You can ask gcc to refrain from optimizing away memory stores using the
compile flag -ffloat-store.  This makes sure that code like c=a+b
really does have it's result stored in memory (c) rather than just
keeping the result on the fpu.  Since the fpu is 80bits and double c
is 64bits, this can make a difference.

Also, you can try

#ifdef __linux__
#include <fpu_control.h>
#endif

and then

#ifdef __linux__
 __setfpucw( (unsigned short)((_FPU_DEFAULT&0xF0FF) | _FPU_DOUBLE) );
#endif

to set the the fpu control word to the the precision you want.  The
default is 80bit (double-extended).  Change _FPU_DOUBLE to _FPU_SINGLE
if you want single precision.

The above is for intel linux.  I don't know how to do this for DEC or
Sparc linux.

I have no idea what the defaults are under NT.

--Paul

P.S. References:

"What every computer scientist should know about floating point arithhmetic"
by David Goldberg, ACM computing surveys, vol 23 no 1, march 1991

Computer Architecture: A Quantitative Approach by David Patterson and
John Hennessy, Morgan Kaufmann Publishers.

 
 
 

IEEE FP and Linux

Post by Joe Pfeiff » Thu, 17 Oct 1996 04:00:00


   I have a little problem, I already posted a while ago in this group but
   never got any answers. Here it is: I'm porting a unix application from
   Solaris to Linux. Everything works fine (the application is a superset
   of prolog) but for one thing.  Every single time I try to do floating
   point operation it crashes with an exception, the operation being
   "denormalized". This property of floating point number does not appear
   on the solaris (sparc architecture). I can find the flags to mask this
   ieee exception, but when I do so, the program does not work anymore
   (looks like comparsion of floating point fail miserably, returning wrong
   results). Anyway, the application is ported to win NT and runs

Somebody else already posted about what ``normalized'' means.  Both
the Sparc and the Intel use the same floating point representation
(the IEEE standard -- I'm sure there are differences that can be drawn
between the two implementations, but they're certainly close enough
not to worry about), and both require normalized numbers.  The only
time this is not the case is for very, very small numbers...  it turns
out that most integers in common use have the same bit patterns as
denormalized floating point numbers (note that I am not saying
integers are denormalized fp numbers or something else ridiculous like
that:  I'm saying that there is a coincidence in the bit patterns for
reasonably small integers and for really, really small floating point
numbers), so the most likely problems are (1) bad pointer over-writing
data (as somebody else pointed out) or (2) trying to do floating point
operations on integers without casting.
++++
→ WHAT YOU WILL DO:
1. From the floating-point thread, extract the passage from "You can ask" up to and including "make a difference.".
2. Does each statement agree with the floating-point thread? Answer yes or no for each, quoting the words that decide it.
(a) The fpu is 80 bits, while double c is 64 bits.
(b) The poster of the fpu control word code knows how to do the same thing on Sparc linux.
(c) The Sparc and the Intel use different floating point representations.
3. In the floating-point thread, which compile flag asks gcc to refrain from optimizing away memory stores?
++++
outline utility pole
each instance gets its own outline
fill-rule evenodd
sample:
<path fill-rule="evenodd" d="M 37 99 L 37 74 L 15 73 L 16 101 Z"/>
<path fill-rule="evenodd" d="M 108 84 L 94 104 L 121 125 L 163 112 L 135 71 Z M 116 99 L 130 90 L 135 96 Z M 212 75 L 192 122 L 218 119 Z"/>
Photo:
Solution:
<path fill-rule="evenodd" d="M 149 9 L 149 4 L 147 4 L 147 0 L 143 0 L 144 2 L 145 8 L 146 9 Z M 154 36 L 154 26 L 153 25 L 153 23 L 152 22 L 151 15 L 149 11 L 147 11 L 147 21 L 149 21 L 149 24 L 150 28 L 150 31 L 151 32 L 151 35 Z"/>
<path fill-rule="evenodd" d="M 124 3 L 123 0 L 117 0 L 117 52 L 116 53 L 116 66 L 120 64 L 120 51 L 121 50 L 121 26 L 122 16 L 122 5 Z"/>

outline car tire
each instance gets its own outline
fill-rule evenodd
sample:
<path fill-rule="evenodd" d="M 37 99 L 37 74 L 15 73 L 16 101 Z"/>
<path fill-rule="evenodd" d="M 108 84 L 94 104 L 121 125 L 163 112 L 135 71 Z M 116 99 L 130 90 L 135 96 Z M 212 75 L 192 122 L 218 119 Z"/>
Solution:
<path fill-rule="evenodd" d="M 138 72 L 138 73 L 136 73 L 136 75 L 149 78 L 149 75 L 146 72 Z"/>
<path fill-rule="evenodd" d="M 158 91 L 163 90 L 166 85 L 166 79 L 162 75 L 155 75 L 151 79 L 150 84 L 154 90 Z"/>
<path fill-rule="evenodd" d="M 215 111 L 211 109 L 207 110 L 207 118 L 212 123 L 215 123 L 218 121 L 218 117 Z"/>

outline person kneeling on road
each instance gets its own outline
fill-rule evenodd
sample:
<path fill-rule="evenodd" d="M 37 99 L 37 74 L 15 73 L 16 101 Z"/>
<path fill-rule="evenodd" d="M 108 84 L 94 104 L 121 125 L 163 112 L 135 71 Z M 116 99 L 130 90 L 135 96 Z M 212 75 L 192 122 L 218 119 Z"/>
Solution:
++++
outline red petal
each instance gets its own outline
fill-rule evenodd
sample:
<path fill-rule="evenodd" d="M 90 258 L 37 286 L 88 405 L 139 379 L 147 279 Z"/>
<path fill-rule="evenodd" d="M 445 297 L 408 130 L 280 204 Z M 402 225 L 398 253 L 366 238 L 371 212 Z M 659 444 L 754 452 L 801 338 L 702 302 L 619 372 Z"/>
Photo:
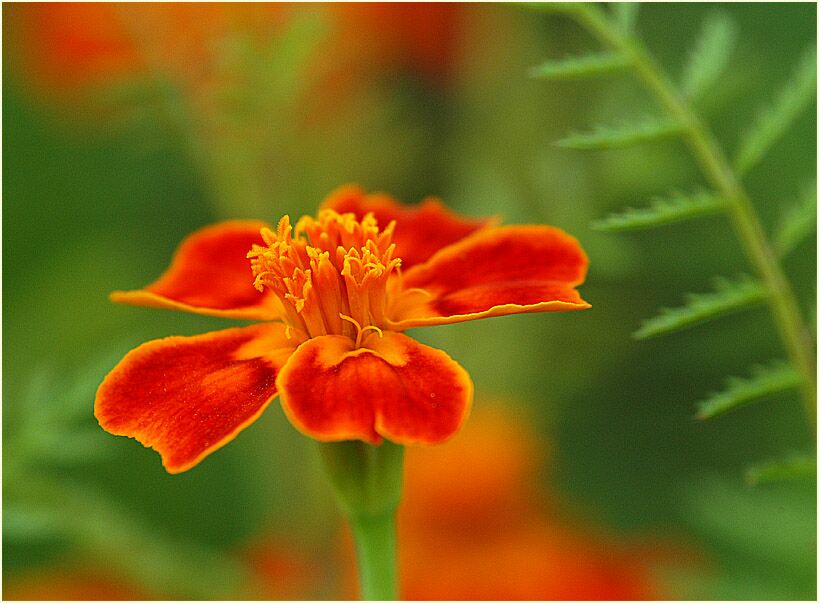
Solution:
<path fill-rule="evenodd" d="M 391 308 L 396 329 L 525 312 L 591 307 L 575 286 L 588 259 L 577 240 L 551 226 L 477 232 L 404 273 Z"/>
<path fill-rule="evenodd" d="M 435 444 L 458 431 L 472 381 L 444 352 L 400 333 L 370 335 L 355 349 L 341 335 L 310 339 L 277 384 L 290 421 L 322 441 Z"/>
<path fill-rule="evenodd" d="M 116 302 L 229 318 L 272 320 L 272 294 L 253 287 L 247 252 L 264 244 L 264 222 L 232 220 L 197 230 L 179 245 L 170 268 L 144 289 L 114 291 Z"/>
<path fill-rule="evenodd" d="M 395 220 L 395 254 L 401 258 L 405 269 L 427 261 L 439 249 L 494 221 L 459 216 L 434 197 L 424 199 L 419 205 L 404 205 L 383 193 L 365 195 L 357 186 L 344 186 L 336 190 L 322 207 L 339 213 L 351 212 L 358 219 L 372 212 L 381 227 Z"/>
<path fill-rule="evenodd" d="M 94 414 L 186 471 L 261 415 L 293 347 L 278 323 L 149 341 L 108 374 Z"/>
++++
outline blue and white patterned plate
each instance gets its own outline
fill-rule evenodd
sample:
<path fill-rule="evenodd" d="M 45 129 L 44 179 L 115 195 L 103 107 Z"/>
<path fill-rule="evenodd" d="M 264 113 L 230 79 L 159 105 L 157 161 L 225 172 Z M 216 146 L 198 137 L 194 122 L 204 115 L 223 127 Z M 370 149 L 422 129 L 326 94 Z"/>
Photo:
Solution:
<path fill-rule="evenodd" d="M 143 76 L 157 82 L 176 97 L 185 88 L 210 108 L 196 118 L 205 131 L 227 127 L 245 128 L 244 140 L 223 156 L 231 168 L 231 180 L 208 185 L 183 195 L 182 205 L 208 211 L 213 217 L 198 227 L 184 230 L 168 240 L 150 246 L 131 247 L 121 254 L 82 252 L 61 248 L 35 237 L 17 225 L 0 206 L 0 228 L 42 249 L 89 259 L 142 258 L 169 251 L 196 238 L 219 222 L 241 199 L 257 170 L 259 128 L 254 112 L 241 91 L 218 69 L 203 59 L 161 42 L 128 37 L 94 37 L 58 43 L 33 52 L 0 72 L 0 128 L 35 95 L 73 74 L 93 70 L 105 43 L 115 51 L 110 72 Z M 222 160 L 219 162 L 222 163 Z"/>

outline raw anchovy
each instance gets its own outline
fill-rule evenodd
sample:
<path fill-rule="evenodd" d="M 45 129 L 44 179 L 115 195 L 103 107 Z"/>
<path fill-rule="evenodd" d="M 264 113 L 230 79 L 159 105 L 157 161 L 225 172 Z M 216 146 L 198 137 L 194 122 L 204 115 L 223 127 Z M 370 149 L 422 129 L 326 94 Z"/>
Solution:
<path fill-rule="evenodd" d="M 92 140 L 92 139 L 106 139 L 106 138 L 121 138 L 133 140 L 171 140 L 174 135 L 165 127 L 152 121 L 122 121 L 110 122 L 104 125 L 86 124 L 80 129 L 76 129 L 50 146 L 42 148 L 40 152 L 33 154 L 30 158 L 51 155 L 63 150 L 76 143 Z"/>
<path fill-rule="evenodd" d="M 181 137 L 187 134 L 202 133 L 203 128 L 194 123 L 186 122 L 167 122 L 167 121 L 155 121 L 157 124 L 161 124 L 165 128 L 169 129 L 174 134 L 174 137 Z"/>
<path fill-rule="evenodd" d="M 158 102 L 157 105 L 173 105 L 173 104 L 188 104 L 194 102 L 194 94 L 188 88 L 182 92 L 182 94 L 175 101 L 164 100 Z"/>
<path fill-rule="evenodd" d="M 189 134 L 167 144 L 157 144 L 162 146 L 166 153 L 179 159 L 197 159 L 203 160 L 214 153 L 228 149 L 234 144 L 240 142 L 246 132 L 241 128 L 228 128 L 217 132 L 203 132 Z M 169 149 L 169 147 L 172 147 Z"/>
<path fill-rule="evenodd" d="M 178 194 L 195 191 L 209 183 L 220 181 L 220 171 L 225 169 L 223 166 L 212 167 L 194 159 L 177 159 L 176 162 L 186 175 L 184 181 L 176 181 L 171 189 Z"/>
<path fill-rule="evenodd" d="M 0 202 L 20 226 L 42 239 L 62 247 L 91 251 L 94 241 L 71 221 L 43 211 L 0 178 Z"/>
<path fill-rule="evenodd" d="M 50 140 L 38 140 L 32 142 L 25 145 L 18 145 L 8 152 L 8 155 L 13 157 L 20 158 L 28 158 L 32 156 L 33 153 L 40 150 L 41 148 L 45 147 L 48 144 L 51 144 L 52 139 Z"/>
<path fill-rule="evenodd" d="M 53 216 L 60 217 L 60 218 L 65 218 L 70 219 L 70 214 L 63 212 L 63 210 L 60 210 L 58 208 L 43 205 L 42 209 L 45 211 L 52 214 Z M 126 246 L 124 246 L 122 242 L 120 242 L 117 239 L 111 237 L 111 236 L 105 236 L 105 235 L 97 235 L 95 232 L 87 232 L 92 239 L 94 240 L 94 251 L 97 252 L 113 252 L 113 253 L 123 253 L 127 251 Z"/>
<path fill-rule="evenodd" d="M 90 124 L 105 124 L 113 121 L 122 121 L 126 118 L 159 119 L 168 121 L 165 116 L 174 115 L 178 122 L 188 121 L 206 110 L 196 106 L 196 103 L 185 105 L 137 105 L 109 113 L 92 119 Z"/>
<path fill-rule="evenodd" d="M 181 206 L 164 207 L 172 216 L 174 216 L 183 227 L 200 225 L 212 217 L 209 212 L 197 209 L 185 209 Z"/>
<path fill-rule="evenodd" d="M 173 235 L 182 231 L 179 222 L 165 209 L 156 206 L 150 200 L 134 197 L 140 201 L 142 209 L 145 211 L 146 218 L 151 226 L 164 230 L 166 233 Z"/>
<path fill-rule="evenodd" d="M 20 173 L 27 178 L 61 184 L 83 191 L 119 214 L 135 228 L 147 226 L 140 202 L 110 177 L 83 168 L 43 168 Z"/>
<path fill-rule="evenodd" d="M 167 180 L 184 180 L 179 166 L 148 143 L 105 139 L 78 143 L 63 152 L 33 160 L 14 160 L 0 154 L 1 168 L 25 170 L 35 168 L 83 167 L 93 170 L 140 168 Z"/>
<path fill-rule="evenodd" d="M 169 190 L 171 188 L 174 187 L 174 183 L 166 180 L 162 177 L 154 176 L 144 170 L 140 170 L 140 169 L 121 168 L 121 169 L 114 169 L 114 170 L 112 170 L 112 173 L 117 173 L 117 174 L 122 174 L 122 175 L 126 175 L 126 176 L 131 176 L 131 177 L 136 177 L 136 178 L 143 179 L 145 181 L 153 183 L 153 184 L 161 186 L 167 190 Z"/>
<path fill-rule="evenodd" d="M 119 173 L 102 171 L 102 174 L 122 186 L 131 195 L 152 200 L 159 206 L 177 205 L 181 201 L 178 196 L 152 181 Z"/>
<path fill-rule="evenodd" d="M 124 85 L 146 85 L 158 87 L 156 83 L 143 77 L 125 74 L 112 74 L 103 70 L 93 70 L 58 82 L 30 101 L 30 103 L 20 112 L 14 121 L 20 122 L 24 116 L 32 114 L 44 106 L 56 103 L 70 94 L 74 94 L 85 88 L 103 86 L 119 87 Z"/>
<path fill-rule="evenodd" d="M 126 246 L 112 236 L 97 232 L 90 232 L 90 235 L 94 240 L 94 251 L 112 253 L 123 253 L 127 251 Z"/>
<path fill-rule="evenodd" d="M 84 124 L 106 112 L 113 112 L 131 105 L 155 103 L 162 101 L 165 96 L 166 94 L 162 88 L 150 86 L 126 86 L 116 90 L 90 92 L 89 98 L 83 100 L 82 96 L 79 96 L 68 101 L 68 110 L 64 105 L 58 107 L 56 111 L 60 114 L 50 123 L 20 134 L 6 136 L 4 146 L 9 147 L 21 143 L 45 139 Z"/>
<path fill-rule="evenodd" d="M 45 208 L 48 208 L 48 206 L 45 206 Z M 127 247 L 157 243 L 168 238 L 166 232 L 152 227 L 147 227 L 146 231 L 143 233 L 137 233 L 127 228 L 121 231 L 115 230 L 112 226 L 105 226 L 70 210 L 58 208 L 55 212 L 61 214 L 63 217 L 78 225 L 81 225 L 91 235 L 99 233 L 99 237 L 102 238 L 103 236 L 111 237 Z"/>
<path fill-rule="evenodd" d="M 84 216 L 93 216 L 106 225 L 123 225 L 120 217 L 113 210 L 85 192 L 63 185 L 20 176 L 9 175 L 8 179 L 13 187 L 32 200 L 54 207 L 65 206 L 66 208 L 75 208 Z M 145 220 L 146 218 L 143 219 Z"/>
++++
→ SOLUTIONS BY TASK:
1.
You can ask gcc to refrain from optimizing away memory stores using the
compile flag -ffloat-store.  This makes sure that code like c=a+b
really does have it's result stored in memory (c) rather than just
keeping the result on the fpu.  Since the fpu is 80bits and double c
is 64bits, this can make a difference.

2.
(a) Yes: "Since the fpu is 80bits and double c is 64bits, this can make a difference."
(b) No: "I don't know how to do this for DEC or Sparc linux."
(c) No: "Both the Sparc and the Intel use the same floating point representation"

3. -ffloat-store